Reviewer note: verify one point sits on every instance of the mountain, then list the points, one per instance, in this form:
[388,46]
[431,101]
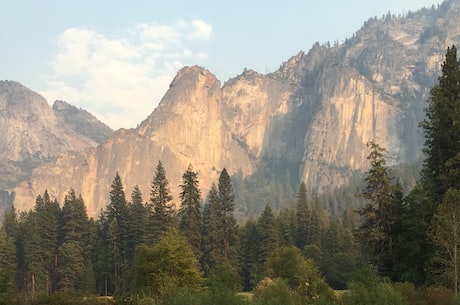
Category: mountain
[315,114]
[81,122]
[32,134]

:: Objective ::
Return every line of the items above as a JSON list of strings, one string per line, skipping blank lines and leaving the pictures out.

:: Worked answer ::
[
  "Reviewer note: verify one point sits on every instance of the mountain, then list the points, one per instance, in this form:",
  "[388,46]",
  "[431,101]",
  "Category: mountain",
  "[315,114]",
  "[81,122]",
  "[32,134]"
]